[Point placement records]
◇ ◇ ◇ ◇ ◇
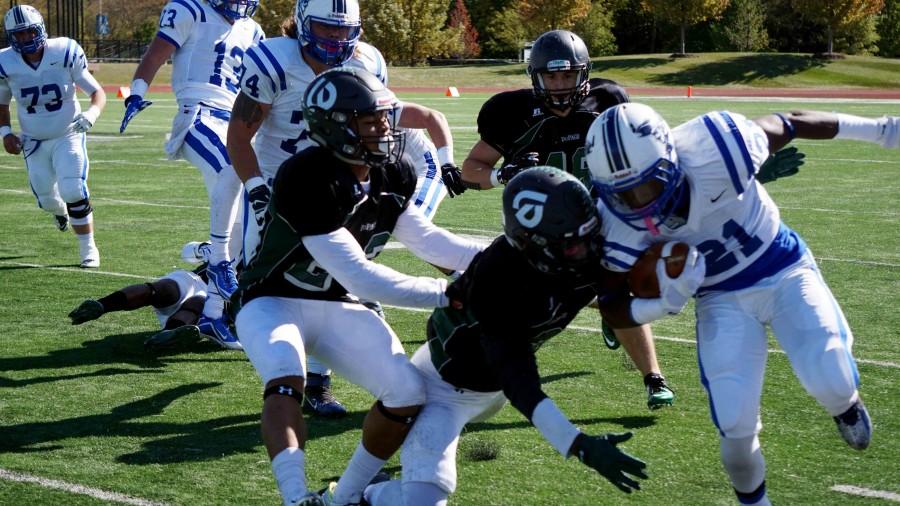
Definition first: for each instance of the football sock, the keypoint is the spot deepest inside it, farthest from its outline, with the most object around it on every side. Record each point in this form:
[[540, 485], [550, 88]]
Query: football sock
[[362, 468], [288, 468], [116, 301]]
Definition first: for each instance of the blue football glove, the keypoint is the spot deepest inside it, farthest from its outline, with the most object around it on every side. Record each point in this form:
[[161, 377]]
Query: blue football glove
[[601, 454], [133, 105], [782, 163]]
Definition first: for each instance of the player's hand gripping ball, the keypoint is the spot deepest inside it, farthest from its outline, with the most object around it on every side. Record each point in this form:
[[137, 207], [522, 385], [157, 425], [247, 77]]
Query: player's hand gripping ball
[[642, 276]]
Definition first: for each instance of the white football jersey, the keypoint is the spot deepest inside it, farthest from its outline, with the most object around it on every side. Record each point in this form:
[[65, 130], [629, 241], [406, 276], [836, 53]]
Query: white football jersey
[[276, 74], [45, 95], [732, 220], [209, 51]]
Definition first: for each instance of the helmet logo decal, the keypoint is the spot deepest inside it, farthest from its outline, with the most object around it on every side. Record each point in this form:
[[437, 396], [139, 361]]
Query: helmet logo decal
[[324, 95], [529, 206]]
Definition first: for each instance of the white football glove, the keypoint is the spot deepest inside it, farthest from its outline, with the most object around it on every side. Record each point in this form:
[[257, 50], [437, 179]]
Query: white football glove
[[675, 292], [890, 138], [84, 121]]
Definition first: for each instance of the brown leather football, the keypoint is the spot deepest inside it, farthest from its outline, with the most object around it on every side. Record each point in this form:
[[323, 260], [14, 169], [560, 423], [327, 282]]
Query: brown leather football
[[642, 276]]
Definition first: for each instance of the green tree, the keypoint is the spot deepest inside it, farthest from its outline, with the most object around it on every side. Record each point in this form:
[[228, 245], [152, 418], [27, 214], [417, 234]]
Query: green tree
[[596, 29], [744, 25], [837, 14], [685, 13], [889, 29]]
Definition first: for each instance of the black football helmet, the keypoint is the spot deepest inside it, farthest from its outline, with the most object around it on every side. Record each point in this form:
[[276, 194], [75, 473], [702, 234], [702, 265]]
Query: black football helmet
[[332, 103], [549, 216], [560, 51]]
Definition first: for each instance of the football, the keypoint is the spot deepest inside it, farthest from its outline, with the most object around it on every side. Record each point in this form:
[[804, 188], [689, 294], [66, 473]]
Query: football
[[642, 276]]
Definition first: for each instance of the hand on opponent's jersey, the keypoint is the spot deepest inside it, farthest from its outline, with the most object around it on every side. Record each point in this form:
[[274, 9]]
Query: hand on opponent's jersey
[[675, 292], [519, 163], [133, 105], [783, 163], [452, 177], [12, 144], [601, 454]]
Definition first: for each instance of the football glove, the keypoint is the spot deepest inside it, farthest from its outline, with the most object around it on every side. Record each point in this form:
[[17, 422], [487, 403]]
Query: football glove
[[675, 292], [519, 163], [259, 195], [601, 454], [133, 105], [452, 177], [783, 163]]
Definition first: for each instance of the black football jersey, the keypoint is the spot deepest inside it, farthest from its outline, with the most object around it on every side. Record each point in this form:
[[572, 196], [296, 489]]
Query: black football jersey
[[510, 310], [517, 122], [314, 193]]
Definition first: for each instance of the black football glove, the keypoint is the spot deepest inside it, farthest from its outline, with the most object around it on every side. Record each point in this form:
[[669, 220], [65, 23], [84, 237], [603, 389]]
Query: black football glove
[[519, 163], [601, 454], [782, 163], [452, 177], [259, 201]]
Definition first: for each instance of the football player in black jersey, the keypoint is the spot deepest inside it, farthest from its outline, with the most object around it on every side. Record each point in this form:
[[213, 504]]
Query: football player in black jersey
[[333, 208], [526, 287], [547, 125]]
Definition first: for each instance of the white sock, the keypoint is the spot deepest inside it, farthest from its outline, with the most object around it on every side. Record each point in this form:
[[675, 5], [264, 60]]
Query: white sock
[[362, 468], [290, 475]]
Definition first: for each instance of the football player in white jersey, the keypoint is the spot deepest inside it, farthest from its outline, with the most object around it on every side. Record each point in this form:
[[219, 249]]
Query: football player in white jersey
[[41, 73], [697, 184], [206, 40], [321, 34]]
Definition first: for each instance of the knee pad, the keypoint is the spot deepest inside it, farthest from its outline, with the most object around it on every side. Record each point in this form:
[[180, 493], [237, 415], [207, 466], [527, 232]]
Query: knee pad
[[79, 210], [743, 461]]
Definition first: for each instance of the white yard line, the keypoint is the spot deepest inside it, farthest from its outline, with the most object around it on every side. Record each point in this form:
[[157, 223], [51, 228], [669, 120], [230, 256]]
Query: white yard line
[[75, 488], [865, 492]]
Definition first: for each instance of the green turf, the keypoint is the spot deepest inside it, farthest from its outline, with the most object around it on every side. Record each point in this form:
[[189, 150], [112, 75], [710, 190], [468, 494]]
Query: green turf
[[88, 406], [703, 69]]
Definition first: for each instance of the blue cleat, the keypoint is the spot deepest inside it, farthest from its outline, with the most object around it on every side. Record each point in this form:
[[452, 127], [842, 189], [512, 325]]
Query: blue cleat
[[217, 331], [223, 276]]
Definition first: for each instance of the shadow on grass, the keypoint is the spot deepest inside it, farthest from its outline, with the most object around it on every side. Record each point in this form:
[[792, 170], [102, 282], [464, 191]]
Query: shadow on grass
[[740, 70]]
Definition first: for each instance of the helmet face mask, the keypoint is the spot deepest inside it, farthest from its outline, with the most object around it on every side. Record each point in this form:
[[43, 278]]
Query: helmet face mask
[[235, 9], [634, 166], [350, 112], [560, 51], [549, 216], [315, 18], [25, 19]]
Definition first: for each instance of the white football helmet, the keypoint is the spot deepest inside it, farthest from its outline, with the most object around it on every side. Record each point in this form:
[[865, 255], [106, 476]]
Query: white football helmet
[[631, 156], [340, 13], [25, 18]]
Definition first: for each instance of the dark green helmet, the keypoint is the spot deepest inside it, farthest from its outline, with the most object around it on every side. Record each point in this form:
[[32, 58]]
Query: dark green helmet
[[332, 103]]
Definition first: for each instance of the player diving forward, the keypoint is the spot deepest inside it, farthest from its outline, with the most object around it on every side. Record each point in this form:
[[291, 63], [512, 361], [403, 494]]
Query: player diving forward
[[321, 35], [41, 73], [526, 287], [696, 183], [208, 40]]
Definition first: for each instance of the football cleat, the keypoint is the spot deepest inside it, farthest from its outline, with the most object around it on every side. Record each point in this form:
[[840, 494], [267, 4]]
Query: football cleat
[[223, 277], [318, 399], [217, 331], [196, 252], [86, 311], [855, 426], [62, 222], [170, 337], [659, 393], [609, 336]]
◇ ◇ ◇ ◇ ◇
> _Exercise instructions_: Rewrite the material from the line that contains "Definition first: for each instance of the player's" through the line that contains "[[596, 29], [744, 25], [837, 14], [685, 13], [889, 29]]", changing every "keypoint" to "anchor point" and leaving everything else as it is.

> _Full output_:
Definition first: for each instance of the player's hand gripping ball, the anchor point is the spot deepest inside it, farthest from its outline, with the most object around it on every side. Record each point in this form:
[[137, 207], [522, 385], [157, 425], [247, 77]]
Query: player's hand gripping ball
[[642, 276]]
Definition first: for each instance of the white football jersey, the anchor point is the spot deepest inside it, farthest from its outline, with the most object around it on every side. Record each point in this form:
[[65, 130], [629, 241], [406, 276], [836, 53]]
Query: white football jersey
[[276, 74], [45, 95], [732, 220], [209, 51]]
Definition first: for each instance of the helmet logo decal, the anchor point is the spot deepest inside it, farthest from its outline, with the most object around it on every side. Record each point in this form:
[[437, 396], [139, 361]]
Query: helmet logo decal
[[324, 95], [529, 206]]
Definition first: for each instance of the white football glove, the anchor point is the spot deepest inside it, farthest from its outline, with the most object around it on every side. Record each point in this form:
[[257, 50], [437, 179]]
Query: white football glove
[[675, 292], [890, 138], [84, 121]]
Definition first: for each instance of the brown leather football, the anchor point is the spot deepest inside it, farthest from its outline, with the most object around it on every side. Record each point in this form:
[[323, 260], [14, 169], [560, 423], [327, 282]]
Query: brown leather football
[[642, 276]]
Definition first: for each instance of the green tree, the anchor point is the spot deepest inside it, farthest from its outline, with the most object around it on every side. Record each point in this form:
[[228, 245], [152, 418], [27, 214], [417, 234]]
Query: green tree
[[596, 29], [744, 25], [837, 14], [685, 13], [889, 29]]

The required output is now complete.